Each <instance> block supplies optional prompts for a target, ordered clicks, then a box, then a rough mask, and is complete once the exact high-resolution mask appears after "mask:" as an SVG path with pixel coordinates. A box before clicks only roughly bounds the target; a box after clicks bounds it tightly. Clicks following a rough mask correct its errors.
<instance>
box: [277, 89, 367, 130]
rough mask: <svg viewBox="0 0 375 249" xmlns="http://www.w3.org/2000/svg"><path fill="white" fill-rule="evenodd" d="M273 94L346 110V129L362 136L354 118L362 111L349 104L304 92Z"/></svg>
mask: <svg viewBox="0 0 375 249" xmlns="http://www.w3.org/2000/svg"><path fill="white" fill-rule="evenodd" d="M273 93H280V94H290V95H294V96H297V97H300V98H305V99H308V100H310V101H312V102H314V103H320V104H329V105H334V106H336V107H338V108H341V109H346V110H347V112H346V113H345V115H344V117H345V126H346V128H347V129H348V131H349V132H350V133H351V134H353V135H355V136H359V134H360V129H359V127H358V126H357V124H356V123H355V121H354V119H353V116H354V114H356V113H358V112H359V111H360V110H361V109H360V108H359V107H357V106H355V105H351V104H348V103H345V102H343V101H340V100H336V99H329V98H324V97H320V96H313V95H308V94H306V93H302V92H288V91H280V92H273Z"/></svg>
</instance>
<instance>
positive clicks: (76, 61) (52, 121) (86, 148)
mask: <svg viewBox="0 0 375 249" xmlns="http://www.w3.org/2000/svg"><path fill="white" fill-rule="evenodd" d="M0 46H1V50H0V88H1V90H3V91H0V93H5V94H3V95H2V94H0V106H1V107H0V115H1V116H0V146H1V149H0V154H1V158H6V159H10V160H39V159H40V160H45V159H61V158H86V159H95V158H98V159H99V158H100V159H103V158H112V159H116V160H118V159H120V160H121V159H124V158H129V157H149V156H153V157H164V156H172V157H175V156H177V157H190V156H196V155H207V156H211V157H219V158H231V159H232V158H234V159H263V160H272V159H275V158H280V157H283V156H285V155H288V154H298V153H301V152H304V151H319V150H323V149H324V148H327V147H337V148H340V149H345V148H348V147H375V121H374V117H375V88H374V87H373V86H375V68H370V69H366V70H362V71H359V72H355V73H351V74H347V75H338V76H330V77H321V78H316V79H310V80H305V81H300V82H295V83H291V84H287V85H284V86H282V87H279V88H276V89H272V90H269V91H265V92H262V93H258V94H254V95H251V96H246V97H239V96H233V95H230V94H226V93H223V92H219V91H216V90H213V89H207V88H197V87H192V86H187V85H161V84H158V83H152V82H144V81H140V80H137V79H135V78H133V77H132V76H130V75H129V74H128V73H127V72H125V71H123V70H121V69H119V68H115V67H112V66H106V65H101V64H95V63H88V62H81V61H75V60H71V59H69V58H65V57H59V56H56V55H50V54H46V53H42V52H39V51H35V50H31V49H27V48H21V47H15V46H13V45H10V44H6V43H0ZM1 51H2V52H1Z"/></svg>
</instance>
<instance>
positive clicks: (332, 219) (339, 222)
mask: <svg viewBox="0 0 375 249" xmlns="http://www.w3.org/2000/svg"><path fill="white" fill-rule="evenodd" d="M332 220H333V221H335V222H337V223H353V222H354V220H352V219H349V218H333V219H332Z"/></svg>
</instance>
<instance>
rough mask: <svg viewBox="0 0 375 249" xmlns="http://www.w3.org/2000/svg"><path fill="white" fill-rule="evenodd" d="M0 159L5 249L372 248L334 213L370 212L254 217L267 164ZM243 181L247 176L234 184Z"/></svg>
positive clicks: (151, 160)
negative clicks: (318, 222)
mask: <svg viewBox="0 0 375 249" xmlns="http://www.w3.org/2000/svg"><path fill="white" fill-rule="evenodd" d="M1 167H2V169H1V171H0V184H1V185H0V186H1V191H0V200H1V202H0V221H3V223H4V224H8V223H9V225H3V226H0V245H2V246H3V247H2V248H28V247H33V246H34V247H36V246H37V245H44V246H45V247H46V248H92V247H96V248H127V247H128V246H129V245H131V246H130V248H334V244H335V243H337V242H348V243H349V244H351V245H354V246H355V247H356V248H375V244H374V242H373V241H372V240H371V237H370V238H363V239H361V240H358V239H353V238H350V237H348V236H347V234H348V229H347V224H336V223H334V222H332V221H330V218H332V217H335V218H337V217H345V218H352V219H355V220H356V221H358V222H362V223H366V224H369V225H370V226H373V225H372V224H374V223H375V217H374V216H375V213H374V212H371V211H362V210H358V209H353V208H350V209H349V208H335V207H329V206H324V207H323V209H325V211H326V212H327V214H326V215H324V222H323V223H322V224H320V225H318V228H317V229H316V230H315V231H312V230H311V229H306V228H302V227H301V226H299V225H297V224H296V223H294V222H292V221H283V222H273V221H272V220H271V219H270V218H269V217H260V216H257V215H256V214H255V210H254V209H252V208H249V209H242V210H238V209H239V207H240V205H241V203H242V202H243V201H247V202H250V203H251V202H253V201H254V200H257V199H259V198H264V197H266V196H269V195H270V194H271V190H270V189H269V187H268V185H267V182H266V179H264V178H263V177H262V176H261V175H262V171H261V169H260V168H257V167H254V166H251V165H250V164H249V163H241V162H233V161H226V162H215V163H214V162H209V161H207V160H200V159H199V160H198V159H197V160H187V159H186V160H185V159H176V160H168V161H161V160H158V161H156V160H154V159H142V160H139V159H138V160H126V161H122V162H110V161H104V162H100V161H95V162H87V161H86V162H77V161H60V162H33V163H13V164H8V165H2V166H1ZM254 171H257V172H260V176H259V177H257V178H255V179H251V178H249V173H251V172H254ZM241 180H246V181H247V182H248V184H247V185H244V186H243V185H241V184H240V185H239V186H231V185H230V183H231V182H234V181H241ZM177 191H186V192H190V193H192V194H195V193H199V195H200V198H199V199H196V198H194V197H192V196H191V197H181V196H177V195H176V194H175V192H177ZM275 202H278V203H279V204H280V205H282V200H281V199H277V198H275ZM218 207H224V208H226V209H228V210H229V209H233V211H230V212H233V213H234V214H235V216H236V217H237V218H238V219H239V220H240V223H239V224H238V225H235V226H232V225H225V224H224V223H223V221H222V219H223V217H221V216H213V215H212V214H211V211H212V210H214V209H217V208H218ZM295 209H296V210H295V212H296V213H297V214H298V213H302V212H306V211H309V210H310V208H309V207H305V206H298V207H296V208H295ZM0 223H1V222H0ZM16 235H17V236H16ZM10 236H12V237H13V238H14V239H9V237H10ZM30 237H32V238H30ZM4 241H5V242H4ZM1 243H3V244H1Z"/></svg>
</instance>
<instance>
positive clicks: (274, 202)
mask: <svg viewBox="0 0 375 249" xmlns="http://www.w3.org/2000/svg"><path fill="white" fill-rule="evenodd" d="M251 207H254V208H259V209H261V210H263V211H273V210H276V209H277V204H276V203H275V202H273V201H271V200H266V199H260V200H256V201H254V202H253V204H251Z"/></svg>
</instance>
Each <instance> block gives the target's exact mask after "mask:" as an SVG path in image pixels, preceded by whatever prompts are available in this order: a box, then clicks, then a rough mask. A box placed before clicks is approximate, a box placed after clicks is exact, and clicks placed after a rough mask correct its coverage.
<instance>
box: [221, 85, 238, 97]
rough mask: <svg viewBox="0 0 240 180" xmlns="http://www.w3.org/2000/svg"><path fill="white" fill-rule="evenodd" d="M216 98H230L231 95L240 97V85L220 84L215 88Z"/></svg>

|---|

Word for word, give back all the lines above.

TASK RESULT
Each <instance> block supplies optional prompts for a target, ordered clicks, then a box, then a rough mask, and is complete once the exact high-resolution mask appears after "mask:" as an SVG path with pixel coordinates. A box before clicks only roughly bounds the target; a box after clicks bounds it tightly. Clicks following a rough mask correct its errors.
<instance>
box: [277, 89, 367, 130]
rough mask: <svg viewBox="0 0 375 249" xmlns="http://www.w3.org/2000/svg"><path fill="white" fill-rule="evenodd" d="M273 94L346 110V129L362 136L354 118L362 111L349 104L304 92Z"/></svg>
mask: <svg viewBox="0 0 375 249" xmlns="http://www.w3.org/2000/svg"><path fill="white" fill-rule="evenodd" d="M273 93H280V94H290V95H294V96H297V97H300V98H305V99H308V100H310V101H312V102H314V103H320V104H329V105H334V106H336V107H338V108H341V109H346V110H347V112H346V113H345V115H344V117H345V126H346V128H347V129H348V131H349V132H350V133H351V134H353V135H355V136H359V134H360V129H359V127H358V126H357V124H356V123H355V121H354V119H353V116H354V114H356V113H358V112H359V111H360V110H361V109H360V108H359V107H357V106H355V105H351V104H348V103H345V102H343V101H340V100H336V99H329V98H324V97H320V96H313V95H308V94H306V93H302V92H288V91H280V92H273Z"/></svg>
</instance>
<instance>
positive clicks: (76, 61) (52, 121) (86, 148)
mask: <svg viewBox="0 0 375 249" xmlns="http://www.w3.org/2000/svg"><path fill="white" fill-rule="evenodd" d="M0 46H1V50H0V88H1V90H3V91H0V93H5V94H3V95H2V94H0V106H1V107H0V115H1V116H0V146H1V149H0V154H1V158H6V159H10V160H39V159H40V160H45V159H61V158H86V159H95V158H98V159H99V158H100V159H103V158H112V159H116V160H118V159H120V160H121V159H124V158H129V157H149V156H153V157H164V156H172V157H175V156H177V157H190V156H196V155H207V156H211V157H219V158H231V159H232V158H234V159H263V160H272V159H275V158H280V157H283V156H285V155H288V154H298V153H301V152H304V151H319V150H323V149H324V148H327V147H337V148H340V149H345V148H348V147H375V121H374V117H375V88H374V87H373V86H375V68H370V69H366V70H362V71H359V72H355V73H351V74H347V75H338V76H330V77H321V78H316V79H310V80H305V81H300V82H295V83H291V84H287V85H284V86H282V87H279V88H276V89H272V90H269V91H265V92H262V93H258V94H254V95H251V96H246V97H239V96H233V95H230V94H226V93H223V92H219V91H216V90H213V89H207V88H197V87H192V86H187V85H161V84H158V83H152V82H144V81H140V80H137V79H135V78H133V77H132V76H130V75H129V74H128V73H127V72H125V71H123V70H121V69H119V68H115V67H112V66H106V65H101V64H95V63H88V62H81V61H75V60H71V59H69V58H65V57H59V56H56V55H50V54H46V53H42V52H39V51H35V50H31V49H27V48H21V47H15V46H13V45H10V44H6V43H0ZM1 51H2V52H1Z"/></svg>
</instance>
<instance>
positive clicks: (332, 219) (339, 222)
mask: <svg viewBox="0 0 375 249" xmlns="http://www.w3.org/2000/svg"><path fill="white" fill-rule="evenodd" d="M332 220H333V221H335V222H337V223H353V222H354V220H352V219H349V218H333V219H332Z"/></svg>
</instance>
<instance>
rough mask: <svg viewBox="0 0 375 249" xmlns="http://www.w3.org/2000/svg"><path fill="white" fill-rule="evenodd" d="M0 159L5 249L372 248L334 213L370 212L254 217L267 164ZM243 181L247 176L234 184Z"/></svg>
positive clicks: (151, 160)
negative clicks: (318, 222)
mask: <svg viewBox="0 0 375 249" xmlns="http://www.w3.org/2000/svg"><path fill="white" fill-rule="evenodd" d="M1 167H2V169H1V171H0V184H1V185H0V186H1V191H0V200H1V202H0V221H3V223H4V224H8V223H9V225H3V226H0V245H2V246H3V247H2V248H28V247H33V246H34V247H36V246H37V245H44V246H45V247H46V248H92V247H96V248H127V247H128V246H129V245H131V246H130V248H334V244H335V243H337V242H348V243H349V244H351V245H354V246H355V247H356V248H375V244H374V242H373V241H372V240H371V237H370V238H363V239H361V240H358V239H353V238H350V237H348V236H347V234H348V229H347V224H336V223H334V222H332V221H330V218H332V217H335V218H337V217H345V218H352V219H355V220H356V221H358V222H362V223H366V224H369V225H370V226H373V225H372V224H374V223H375V217H374V216H375V213H374V212H371V211H362V210H358V209H353V208H350V209H349V208H335V207H329V206H324V207H323V209H325V211H326V212H327V214H326V215H324V222H323V223H322V224H320V225H318V228H317V229H316V230H315V231H312V230H311V229H306V228H302V227H301V226H299V225H297V224H296V223H294V222H292V221H283V222H273V221H272V220H271V219H270V218H269V217H260V216H257V215H256V214H255V210H254V209H252V208H249V209H242V210H238V209H239V207H240V205H241V203H242V202H243V201H247V202H250V203H251V202H253V201H254V200H257V199H259V198H264V197H266V196H269V195H270V194H271V190H270V189H269V187H268V185H267V182H266V179H264V178H263V177H262V176H261V175H262V171H261V169H260V168H257V167H254V166H251V165H250V164H249V163H241V162H233V161H226V162H215V163H214V162H209V161H207V160H200V159H199V160H198V159H197V160H187V159H186V160H185V159H176V160H168V161H161V160H158V161H156V160H154V159H142V160H139V159H138V160H126V161H122V162H110V161H104V162H100V161H95V162H87V161H86V162H77V161H60V162H33V163H13V164H8V165H2V166H1ZM254 171H257V172H260V176H259V177H257V178H255V179H251V178H249V173H251V172H254ZM241 180H246V181H247V182H248V184H247V185H244V186H243V185H241V184H240V185H239V186H231V185H230V183H231V182H234V181H241ZM177 191H186V192H190V193H192V194H195V193H199V195H200V198H199V199H196V198H194V197H192V196H191V197H181V196H177V195H176V194H175V192H177ZM275 202H278V203H279V204H280V205H282V200H281V199H277V198H275ZM218 207H224V208H226V209H228V210H229V209H233V211H230V212H233V213H234V214H235V216H236V217H237V218H238V219H239V220H240V223H239V224H238V225H235V226H232V225H225V224H224V223H223V221H222V219H223V217H221V216H213V215H212V214H211V211H212V210H214V209H217V208H218ZM295 209H296V210H295V212H296V213H297V214H298V213H302V212H306V211H309V210H310V208H309V207H305V206H298V207H296V208H295ZM0 223H1V222H0ZM16 235H17V236H16ZM10 236H12V237H13V238H14V239H9V237H10ZM30 237H32V238H30ZM4 241H5V242H4ZM1 243H3V244H1Z"/></svg>
</instance>
<instance>
positive clicks: (274, 202)
mask: <svg viewBox="0 0 375 249" xmlns="http://www.w3.org/2000/svg"><path fill="white" fill-rule="evenodd" d="M251 207H254V208H259V209H261V210H263V211H273V210H276V209H277V204H276V203H275V202H273V201H271V200H266V199H260V200H256V201H254V202H253V204H251Z"/></svg>
</instance>
Each <instance> block gives the target's exact mask after "mask:" as an SVG path in image pixels, preceded by whatever prompts are available in this order: a box, then clicks, then a rough mask. A box placed before clicks is approximate, a box placed after clicks is exact, and clicks placed after a rough mask correct its coverage.
<instance>
box: [221, 85, 238, 97]
rough mask: <svg viewBox="0 0 240 180" xmlns="http://www.w3.org/2000/svg"><path fill="white" fill-rule="evenodd" d="M216 98H230L231 95L240 97V85L220 84L215 88Z"/></svg>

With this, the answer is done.